# [文書]
:::::

障がい者グループホームには、下記に挙げる3つの物件タイプがあります。

  1. 戸建て型
  2. アパート型
  3. サテライト型

それぞれの住居形態やメリット・デメリットを見ていきましょう。
運営にあたり、それぞれの物件の設備基準を知りたい方は、下記の記事をご覧ください。

【関連記事】障がい者グループホームの設備基準とは?物件は購入と賃貸どちらが良い?

 

物件タイプ①:戸建て型

戸建て型の障がい者グループホームは、一戸建ての建物を利用します。
一般的なシェアハウスと近いタイプで個人の部屋はありますが、以下は共用です。

  • リビング
  • トイレ
  • キッチン
  • お風呂場 など

就寝時は各個室で過ごしますが、日中はリビングや交流室などで過ごします。
戸建て型のメリット・デメリットは、下表のとおりです。

:::::

# [データセット内容]
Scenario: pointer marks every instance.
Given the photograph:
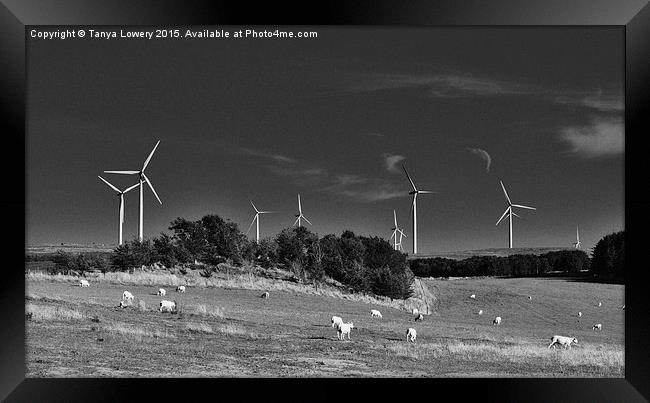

:::::

# [課題の要件]
障がい者グループホームの物件タイプに関する文書をもとに、次の問いに答えてください。
(a) 障がい者グループホームの物件タイプはいくつ挙げられていますか。
(b) 戸建て型の障がい者グループホームは、どのような建物を利用しますか。
(c) 戸建て型で、日中に過ごす場所として挙げられているのはどこですか。
資料はこの課題にまったく関係しません。

# [演習の結果]
(a) 3つです（戸建て型、アパート型、サテライト型）。
(b) 一戸建ての建物を利用します。
(c) リビングや交流室などです。